__Problem description__
Copy each of the items below word for word, and leave the pictures out of your copy.

__Stored records__
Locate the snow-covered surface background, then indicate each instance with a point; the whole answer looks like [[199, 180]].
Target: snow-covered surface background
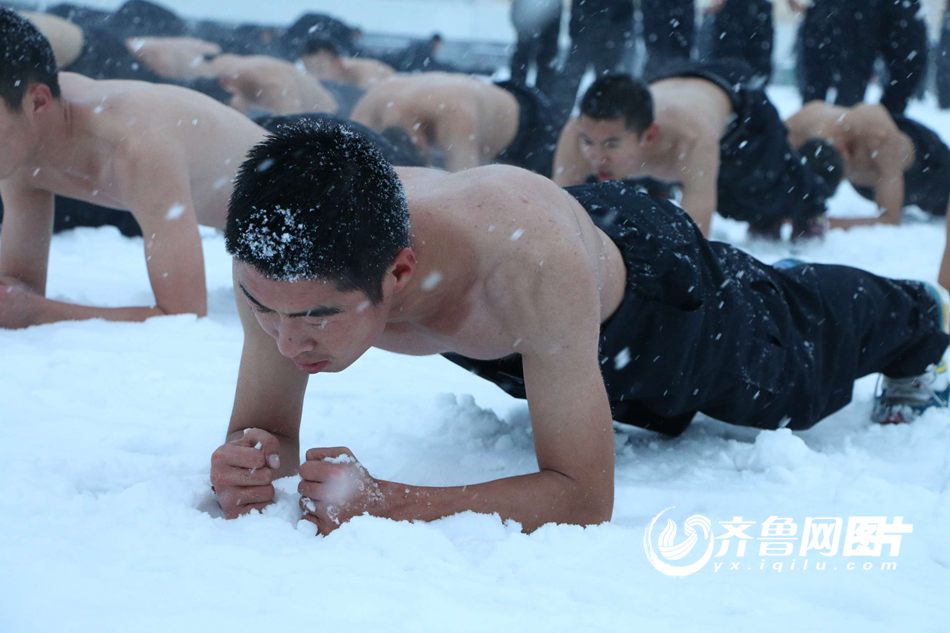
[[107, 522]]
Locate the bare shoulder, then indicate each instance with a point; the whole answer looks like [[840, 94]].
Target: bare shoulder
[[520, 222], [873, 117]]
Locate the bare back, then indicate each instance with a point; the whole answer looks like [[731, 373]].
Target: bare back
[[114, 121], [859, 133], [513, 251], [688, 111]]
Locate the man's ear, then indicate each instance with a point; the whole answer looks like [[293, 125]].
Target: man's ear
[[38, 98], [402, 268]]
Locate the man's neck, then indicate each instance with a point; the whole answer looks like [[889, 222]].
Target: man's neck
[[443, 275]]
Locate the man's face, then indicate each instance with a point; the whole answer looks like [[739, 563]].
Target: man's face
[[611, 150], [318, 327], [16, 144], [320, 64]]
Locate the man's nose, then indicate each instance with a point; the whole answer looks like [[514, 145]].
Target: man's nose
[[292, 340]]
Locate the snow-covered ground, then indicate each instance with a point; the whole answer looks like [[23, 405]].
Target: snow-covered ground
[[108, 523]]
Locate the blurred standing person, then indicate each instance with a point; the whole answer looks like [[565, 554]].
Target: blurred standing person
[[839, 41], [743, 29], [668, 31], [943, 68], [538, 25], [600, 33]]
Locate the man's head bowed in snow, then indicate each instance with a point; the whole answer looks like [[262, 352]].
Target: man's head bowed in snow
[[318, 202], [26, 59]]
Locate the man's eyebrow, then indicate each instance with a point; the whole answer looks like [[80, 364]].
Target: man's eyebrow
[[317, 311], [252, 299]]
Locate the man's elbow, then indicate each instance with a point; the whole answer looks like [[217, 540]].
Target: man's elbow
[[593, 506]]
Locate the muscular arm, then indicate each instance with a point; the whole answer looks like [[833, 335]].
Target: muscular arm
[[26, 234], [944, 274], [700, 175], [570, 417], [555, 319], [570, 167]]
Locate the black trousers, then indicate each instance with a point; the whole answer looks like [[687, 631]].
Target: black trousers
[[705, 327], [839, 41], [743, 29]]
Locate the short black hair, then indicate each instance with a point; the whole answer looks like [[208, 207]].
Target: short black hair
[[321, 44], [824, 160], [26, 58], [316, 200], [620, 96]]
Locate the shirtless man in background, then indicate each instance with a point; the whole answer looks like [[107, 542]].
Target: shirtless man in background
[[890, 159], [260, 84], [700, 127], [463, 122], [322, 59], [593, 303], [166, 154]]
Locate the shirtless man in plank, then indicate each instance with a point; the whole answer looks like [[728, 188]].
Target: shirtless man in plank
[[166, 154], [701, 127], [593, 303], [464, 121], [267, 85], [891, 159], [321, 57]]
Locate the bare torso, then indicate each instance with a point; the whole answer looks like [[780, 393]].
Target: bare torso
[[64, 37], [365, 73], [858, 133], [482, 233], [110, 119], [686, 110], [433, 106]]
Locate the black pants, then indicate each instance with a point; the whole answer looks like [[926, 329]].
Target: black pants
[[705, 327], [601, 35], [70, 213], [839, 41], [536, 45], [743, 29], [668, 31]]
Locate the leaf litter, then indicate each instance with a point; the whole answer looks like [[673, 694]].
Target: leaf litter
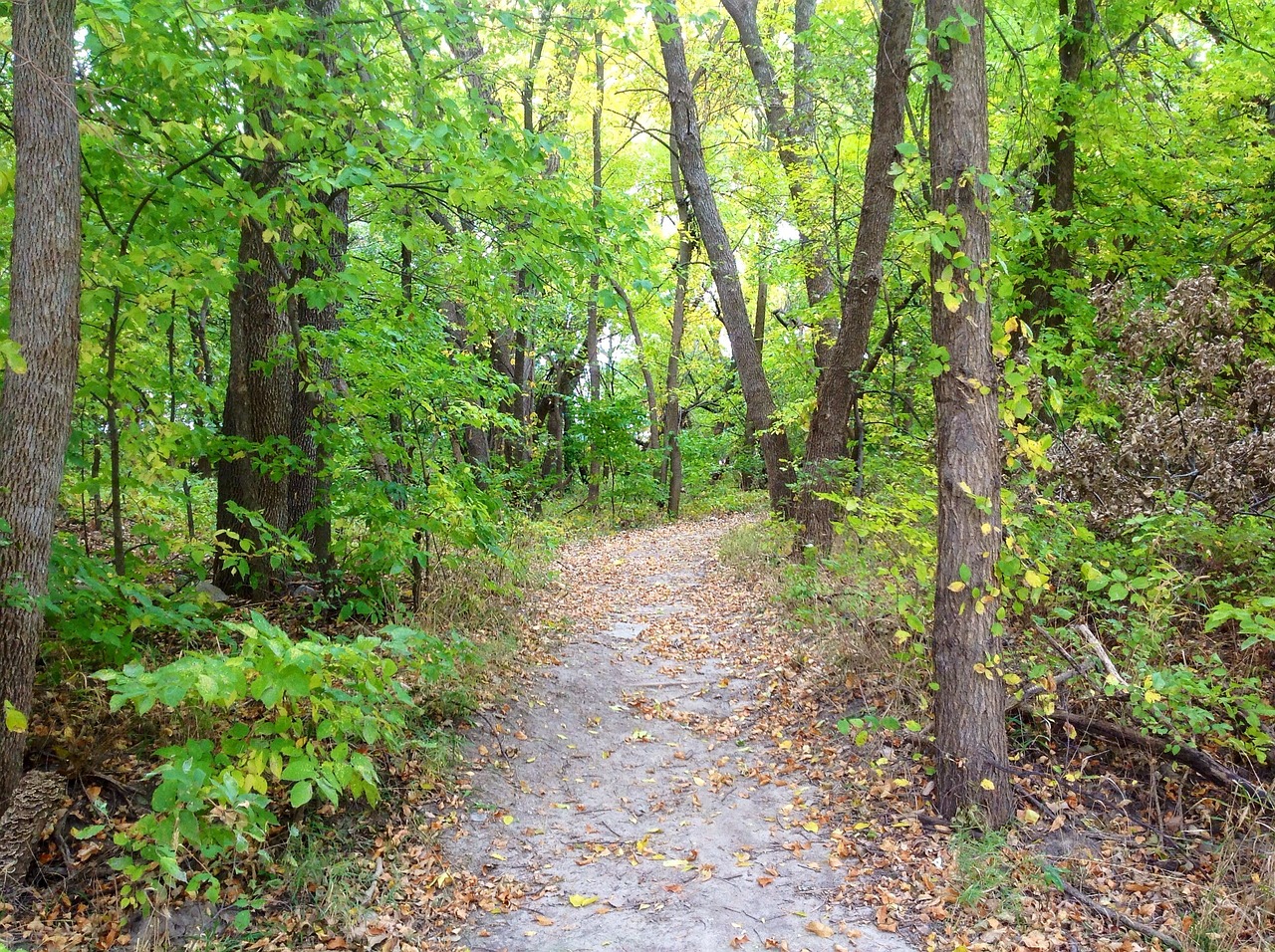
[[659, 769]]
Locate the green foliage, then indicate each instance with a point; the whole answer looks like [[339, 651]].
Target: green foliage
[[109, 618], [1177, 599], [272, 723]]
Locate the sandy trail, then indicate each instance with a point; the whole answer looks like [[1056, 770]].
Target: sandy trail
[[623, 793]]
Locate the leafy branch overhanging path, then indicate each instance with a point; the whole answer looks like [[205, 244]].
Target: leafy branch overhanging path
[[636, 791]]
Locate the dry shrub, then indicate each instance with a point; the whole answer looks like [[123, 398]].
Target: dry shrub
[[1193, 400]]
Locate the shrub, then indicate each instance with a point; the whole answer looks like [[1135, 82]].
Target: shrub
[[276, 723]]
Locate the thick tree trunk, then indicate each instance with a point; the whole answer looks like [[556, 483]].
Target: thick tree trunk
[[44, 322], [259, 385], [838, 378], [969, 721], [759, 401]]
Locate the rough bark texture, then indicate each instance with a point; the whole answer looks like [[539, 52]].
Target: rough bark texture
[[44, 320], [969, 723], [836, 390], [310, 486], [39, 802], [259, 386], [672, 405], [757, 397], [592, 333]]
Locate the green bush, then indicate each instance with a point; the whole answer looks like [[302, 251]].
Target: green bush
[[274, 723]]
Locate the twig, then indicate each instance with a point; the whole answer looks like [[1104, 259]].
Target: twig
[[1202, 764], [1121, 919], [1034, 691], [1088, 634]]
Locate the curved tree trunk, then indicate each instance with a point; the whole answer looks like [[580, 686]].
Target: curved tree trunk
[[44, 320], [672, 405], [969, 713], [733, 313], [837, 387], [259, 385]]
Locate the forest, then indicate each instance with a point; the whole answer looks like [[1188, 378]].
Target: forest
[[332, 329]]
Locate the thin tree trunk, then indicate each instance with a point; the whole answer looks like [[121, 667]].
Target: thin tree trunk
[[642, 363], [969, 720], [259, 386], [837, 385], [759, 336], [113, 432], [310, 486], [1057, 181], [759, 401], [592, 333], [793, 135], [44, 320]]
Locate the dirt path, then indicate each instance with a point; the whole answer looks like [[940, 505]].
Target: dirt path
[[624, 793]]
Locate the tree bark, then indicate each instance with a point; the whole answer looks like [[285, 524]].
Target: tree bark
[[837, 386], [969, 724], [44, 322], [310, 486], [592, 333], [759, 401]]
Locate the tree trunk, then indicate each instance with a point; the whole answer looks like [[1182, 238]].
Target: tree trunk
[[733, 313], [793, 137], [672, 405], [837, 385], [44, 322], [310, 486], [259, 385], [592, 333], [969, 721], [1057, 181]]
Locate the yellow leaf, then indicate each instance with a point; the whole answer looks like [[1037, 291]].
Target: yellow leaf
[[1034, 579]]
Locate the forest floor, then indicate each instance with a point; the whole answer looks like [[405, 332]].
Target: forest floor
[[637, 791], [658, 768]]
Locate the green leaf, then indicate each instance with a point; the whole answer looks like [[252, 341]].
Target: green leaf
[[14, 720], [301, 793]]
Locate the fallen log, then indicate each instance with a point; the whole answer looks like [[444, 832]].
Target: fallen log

__Problem solution__
Locate the snow-covered surface background, then indicate each instance with a point; the whole answer looks like [[199, 180]].
Target: snow-covered surface background
[[107, 522]]
Locate the bare shoulder, then indicate each instance with a point; the whole answer looks like [[840, 94]].
Target: bare shoulder
[[520, 222], [873, 117]]
Locate the bare back, then indicate each instance with a point; the whole answer looks like [[731, 373]].
Target: bare back
[[114, 121], [859, 133], [513, 251], [688, 111]]
Locate the man's ear, then indicate each instance with a point; the whole answer looks like [[293, 125]].
Target: man's ear
[[38, 98], [402, 268]]
Locate the man's neck, then indicate each instance with a point; the whole answer looks like [[889, 222]].
Target: man's neck
[[443, 275]]
Locate the man's face, then indicate each instance with a point; the whole answer looks like [[739, 563]].
Target: man's face
[[611, 150], [318, 327], [16, 144], [320, 64]]
Locate the man's nose, then indicate each instance with a point; the whole answer looks like [[514, 145]].
Target: man's nose
[[292, 340]]
Locate the snow-covered ground, then indicate each instance with a point; the whole answer looks like [[23, 405]].
Target: snow-covered ground
[[108, 523]]
Locate the blurred standing person, then indicate each instance with a point; the whole answer looks like [[565, 554]].
Target: blurred standing person
[[839, 41], [743, 29], [668, 31], [943, 68], [538, 25], [600, 33]]
Locate the man's head bowed in snow, then indicate each instance with a point; the whole answer looks like [[262, 352]].
Target: man's head bowed in snow
[[318, 202], [26, 59]]
Locate the man's eyebrow, then indicate each instance with a point; the whole answer looks like [[80, 364]].
Target: man's eyebrow
[[317, 311], [252, 299]]
Locate the man's elbow, then indicate each instance with a point; the whole answer looks like [[217, 540]].
Target: man's elbow
[[593, 506]]
Locate the muscular arm, then indicate each instance with a point; the whole answer looks like [[833, 335]].
Target: muscular arm
[[26, 234], [944, 274], [700, 175], [570, 417], [555, 319], [570, 167]]
Locate the black trousers, then indicate each instance with a point; the whole answer looks like [[687, 631]].
Target: black trousers
[[705, 327], [839, 41], [743, 29]]
Locate the short black hair, then indicate each instance with a point; the whole answer looks like [[208, 207]].
Target: short black hair
[[321, 44], [824, 160], [26, 58], [316, 200], [620, 96]]
Locate the shirtless man in background, then indicate each instance with a point; the whole answer looks like [[107, 542]].
Target: shirtless man in background
[[890, 159], [260, 84], [700, 127], [463, 122], [322, 59], [593, 303], [166, 154]]
Locate the shirtless man in plank, then indicate each instance with a point; the whole answer looks like [[728, 188]].
Target: shirtless man in plank
[[166, 154], [701, 127], [593, 303], [464, 121], [267, 85], [891, 159], [321, 57]]
Locate the bare torso, then indicate each instance with a point; the whole answer looks like [[780, 393]].
Target: bare torso
[[64, 37], [365, 73], [858, 133], [482, 233], [110, 119], [686, 110], [433, 106]]
Locate the black pants, then indicate each instance with a point; the whole answer looks like [[926, 329]].
Target: black pants
[[705, 327], [601, 35], [70, 213], [839, 41], [536, 45], [743, 29], [668, 31]]
Locate the leaf litter, then indicate each instance with a point; the whole answer looks like [[673, 694]].
Target: leaf litter
[[659, 769]]
Locate the green foliage, then indicate each instance with a point; the whole answer looks like [[339, 651]].
Target: green foliage
[[109, 618], [1177, 599], [272, 723]]
Locate the sandy trail, then indicate each instance with a point; the whole answer looks like [[1056, 770]].
Target: sandy trail
[[623, 793]]
Locate the leafy branch overhanging path, then indicate each instance with a point; the whole answer looks like [[205, 244]].
Target: leafy branch overhanging path
[[636, 791]]
Locate the dry shrub, then indicate each instance with a point; the whole answer looks like [[123, 398]].
Target: dry shrub
[[1193, 400]]
Locate the shrub, then indicate each instance with a point; the whole answer looks like [[1135, 82]].
Target: shrub
[[276, 723]]
Locate the thick tree trunk, then indicate each instance with a point; the whole answer looks like [[556, 483]].
Target: thick tree trunk
[[44, 322], [259, 385], [838, 378], [969, 721], [759, 401]]
Locate the rough bark texture, then indicate each instance with a point; the whole answer looks like [[539, 52]].
Target: rough bark texture
[[44, 320], [969, 723], [836, 390], [310, 486], [39, 802], [259, 386], [672, 405], [757, 397], [592, 333]]
Locate the green bush, then indicate each instance with a point; the whole answer looks like [[302, 251]].
Target: green bush
[[274, 723]]
Locate the twig, then indicate each instance with a point; the whole answer looks like [[1104, 259]].
Target: twig
[[1202, 764], [1121, 919], [1034, 691], [1088, 634]]
Locate the curved tree trunk, then indicate each instance with a point; the whole answer looks like [[580, 686]].
Target: curved tree trunk
[[44, 320], [672, 405], [969, 713], [733, 313], [837, 387], [259, 385]]
Locate the forest, then indicate each instance with a point; the whole answer looks like [[1188, 378]].
Target: forest
[[332, 329]]
Locate the thin tree trunk, then indicate each instance with a point; the whole answer looks like [[121, 667]].
Target: thin tree trunk
[[642, 363], [969, 720], [259, 386], [837, 385], [759, 336], [113, 432], [310, 486], [1057, 181], [759, 401], [592, 333], [793, 135], [44, 320]]
Locate the dirt path, then indicate each instance with a point; the whole answer looks like [[940, 505]].
Target: dirt path
[[624, 793]]
Locate the tree bark, then indicate each instance with a point; the whole answer looks like [[285, 524]].
Target: tree bark
[[837, 386], [969, 724], [44, 322], [310, 486], [592, 333], [759, 401]]
Locate the tree trunk, then indicate each instance with a point; the whole answer looks like [[1182, 238]].
Target: tree trunk
[[733, 313], [793, 137], [672, 405], [837, 385], [44, 322], [310, 486], [259, 385], [592, 333], [969, 721], [1057, 181]]
Locate the yellow leaf, then indicate each instance with a point; the whole answer looks like [[1037, 291]].
Target: yellow leaf
[[1034, 579]]
Locate the forest floor, then indicate each instance with a point; the whole answer looks like [[405, 332]].
Target: forest floor
[[637, 791], [658, 768]]
Locate the green leaf, then indicate each instance with a point; the whole answer looks like [[252, 341]].
Target: green leaf
[[14, 720], [301, 793]]
Locate the fallen log, then indicate each instance with a point; the whole answer looks like [[444, 832]].
Target: fallen log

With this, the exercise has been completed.